■ Written instruction ■
Rewrite the listing below, substituting "jagged green leaf" for every occurrence of "serrated green leaf" and leaving all other text unchanged. Omit the pictures from the output.

Outline labeling listing:
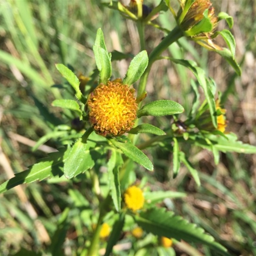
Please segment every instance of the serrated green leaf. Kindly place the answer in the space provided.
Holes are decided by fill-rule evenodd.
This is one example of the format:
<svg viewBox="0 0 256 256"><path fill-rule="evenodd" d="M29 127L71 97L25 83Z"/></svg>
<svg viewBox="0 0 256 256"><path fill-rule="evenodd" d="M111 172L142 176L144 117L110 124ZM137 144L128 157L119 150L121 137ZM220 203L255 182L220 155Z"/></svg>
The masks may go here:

■ Problem solution ■
Please segment every instance of the jagged green leaf. Kindly place the answer in the space provided.
Holes are decided by fill-rule evenodd.
This is one example of the format:
<svg viewBox="0 0 256 256"><path fill-rule="evenodd" d="M29 127L71 97L25 83Z"/></svg>
<svg viewBox="0 0 256 256"><path fill-rule="evenodd" d="M111 172L142 176L144 117L110 124ZM137 144L128 157L119 150L121 137ZM220 203L255 182L220 155Z"/></svg>
The masks may go here:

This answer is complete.